-------- Selected excerpt --------

Even before independence, there were demands from various parts of the country to reorganize regions based on linguistic lines. This growing demand culminated in the formation of the States Reorganization Commission (SRC) in 1953, which was tasked with examining the feasibility of reorganizing states based on linguistic and cultural considerations while maintaining administrative efficiency and national unity.

The SRC's recommendations, presented in 1955, provided a comprehensive blueprint for reorganizing India's states and territories. The recommendations were implemented through the States Reorganization Act of 1956, which was accompanied by the 7th Constitutional Amendment. This amendment brought about significant changes to the structure of India's states and their governance, streamlining the country's administrative divisions in line with the recommendations of the SRC.

The amendment also aimed to address the anomalies in the classification of states (Part A, Part B, and Part C states), integrating them into a more uniform structure to ensure better administration and representation.

== Major Provisions ==
Article 1 of the Constitution was amended to remove provisions related to earlier four-fold classification of States.

Section 2 of the Act reads:

In Article 1 of the Constitution,-
(a) for clause (2), the following clause shall be substituted, namely:-
"(2) The States and the territories thereof shall be as specified in the First Schedule.";
and
(b) in clause (3), for sub-clause (b), the following sub-clause shall be substituted, namely:-
"(b) the Union territories specified in the First Schedule;...

-------- Given information --------

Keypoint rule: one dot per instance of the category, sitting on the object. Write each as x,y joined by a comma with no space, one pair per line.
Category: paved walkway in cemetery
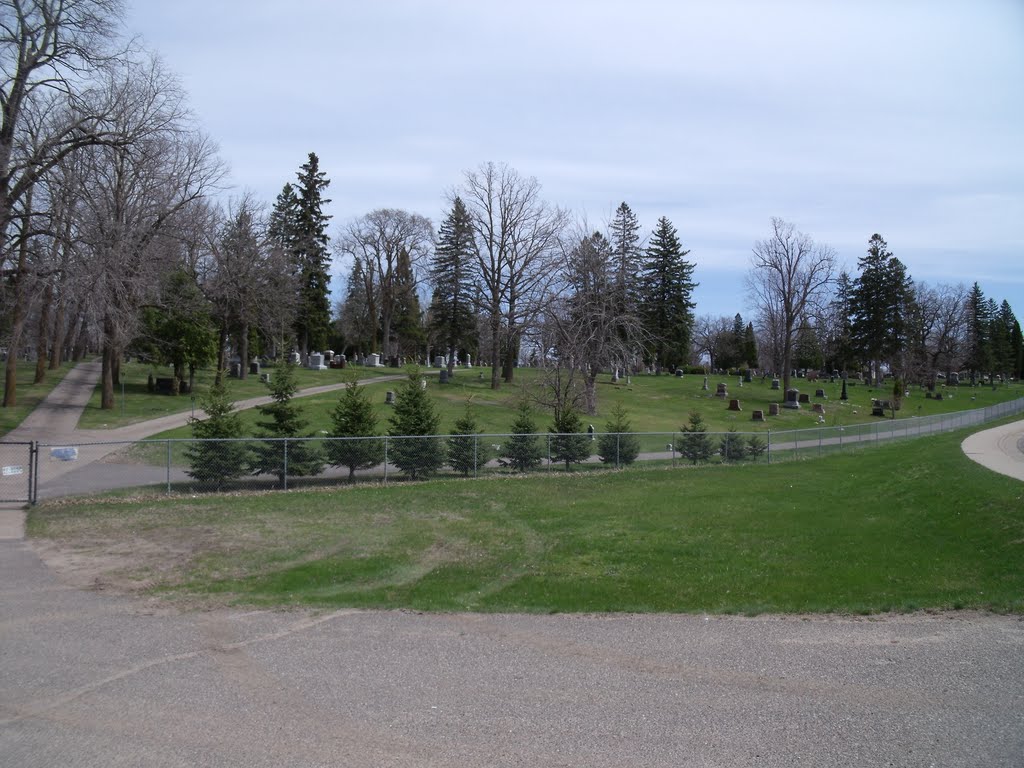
93,679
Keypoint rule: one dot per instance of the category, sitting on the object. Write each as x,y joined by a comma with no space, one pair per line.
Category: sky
903,117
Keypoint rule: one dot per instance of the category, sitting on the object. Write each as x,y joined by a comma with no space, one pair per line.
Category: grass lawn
913,525
140,404
29,394
654,403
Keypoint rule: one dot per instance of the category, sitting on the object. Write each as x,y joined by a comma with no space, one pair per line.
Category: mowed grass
914,525
29,394
653,403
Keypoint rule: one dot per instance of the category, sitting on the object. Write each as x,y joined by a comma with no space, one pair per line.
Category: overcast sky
845,118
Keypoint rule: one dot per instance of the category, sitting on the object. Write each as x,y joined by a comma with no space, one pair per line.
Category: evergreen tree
568,442
414,420
751,346
353,418
617,445
667,281
694,443
465,451
733,448
979,344
215,458
453,322
523,451
878,305
282,457
298,224
407,327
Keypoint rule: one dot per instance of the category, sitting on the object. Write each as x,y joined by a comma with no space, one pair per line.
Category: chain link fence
192,466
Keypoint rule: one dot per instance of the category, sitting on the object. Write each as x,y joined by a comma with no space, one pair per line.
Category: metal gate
18,464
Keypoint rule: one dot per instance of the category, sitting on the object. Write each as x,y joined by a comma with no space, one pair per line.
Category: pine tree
695,443
667,281
617,445
414,421
523,451
453,322
299,225
296,458
879,304
353,418
465,451
568,442
216,458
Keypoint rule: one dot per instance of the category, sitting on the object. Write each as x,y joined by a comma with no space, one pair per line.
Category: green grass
140,404
29,394
654,403
900,527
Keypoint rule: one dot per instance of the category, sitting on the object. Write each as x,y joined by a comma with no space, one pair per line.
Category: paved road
95,680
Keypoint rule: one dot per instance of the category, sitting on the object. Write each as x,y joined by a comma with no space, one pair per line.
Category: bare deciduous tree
517,239
790,275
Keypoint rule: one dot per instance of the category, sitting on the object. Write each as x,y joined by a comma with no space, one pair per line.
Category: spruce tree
667,308
694,443
523,451
568,442
284,458
465,451
453,321
414,421
215,458
299,225
353,418
617,445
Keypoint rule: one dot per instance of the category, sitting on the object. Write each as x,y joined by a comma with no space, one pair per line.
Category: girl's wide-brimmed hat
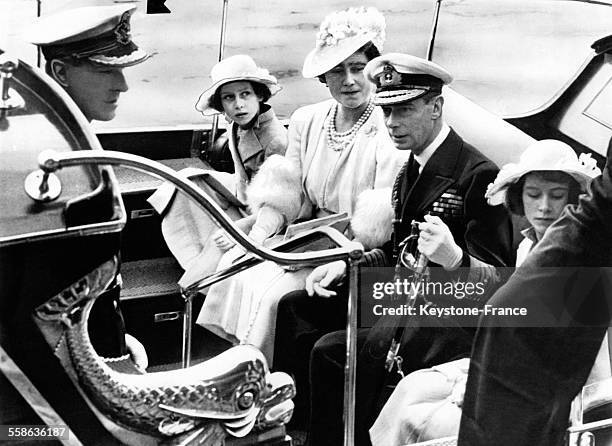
545,155
235,68
341,34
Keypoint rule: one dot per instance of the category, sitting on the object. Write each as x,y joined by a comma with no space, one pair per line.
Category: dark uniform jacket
452,185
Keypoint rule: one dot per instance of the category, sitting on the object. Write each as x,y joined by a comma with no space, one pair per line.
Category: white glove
437,243
137,352
324,276
222,240
269,222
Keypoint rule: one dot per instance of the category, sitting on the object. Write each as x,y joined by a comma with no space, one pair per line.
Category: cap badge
390,76
122,30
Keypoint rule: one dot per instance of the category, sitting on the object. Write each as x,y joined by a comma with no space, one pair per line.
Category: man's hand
137,352
325,276
222,240
437,243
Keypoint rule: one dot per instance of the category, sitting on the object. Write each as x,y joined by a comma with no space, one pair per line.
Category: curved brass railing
348,251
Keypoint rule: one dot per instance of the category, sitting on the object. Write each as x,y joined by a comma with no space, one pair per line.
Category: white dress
243,308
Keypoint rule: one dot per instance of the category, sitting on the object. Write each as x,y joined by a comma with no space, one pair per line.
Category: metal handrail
51,161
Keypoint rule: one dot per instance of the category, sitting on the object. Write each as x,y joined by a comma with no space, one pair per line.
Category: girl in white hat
547,177
337,149
240,90
427,403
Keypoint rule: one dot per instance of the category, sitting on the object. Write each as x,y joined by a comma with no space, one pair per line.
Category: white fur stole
277,184
372,221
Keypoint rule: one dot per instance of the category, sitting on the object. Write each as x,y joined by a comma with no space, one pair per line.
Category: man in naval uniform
442,186
86,50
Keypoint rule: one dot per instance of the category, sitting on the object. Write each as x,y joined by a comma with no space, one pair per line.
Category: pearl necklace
339,141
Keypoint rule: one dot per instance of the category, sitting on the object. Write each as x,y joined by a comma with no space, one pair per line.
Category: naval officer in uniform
86,50
442,186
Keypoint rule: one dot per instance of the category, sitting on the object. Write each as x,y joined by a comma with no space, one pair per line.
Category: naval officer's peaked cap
100,34
402,77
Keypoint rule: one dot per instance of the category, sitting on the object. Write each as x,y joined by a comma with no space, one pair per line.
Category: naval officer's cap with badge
97,34
401,78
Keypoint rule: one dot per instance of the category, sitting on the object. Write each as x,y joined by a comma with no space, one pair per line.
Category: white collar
424,156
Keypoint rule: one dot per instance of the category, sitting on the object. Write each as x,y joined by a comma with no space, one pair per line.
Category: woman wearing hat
427,403
337,149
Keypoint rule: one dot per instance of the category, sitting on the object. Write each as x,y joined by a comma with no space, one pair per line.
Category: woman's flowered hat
341,34
545,155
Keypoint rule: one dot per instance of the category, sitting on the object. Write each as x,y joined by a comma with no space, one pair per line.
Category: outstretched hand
437,243
325,276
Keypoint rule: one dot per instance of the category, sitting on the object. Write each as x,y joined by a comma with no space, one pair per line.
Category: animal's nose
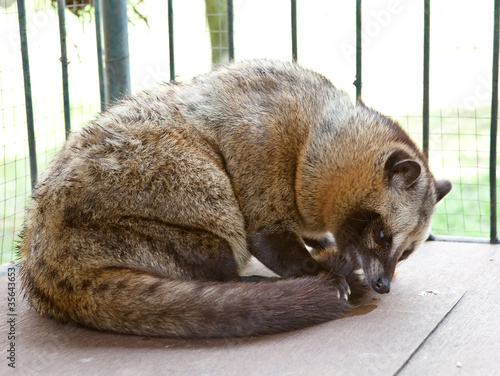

--------

Exercise instructions:
Echo the stretch of the states reorganization text from "The amendment also" through "administration and representation.", reproducing it word for word. These records bear no relation to the text on India's 1956 states reorganization.

Written reply:
The amendment also aimed to address the anomalies in the classification of states (Part A, Part B, and Part C states), integrating them into a more uniform structure to ensure better administration and representation.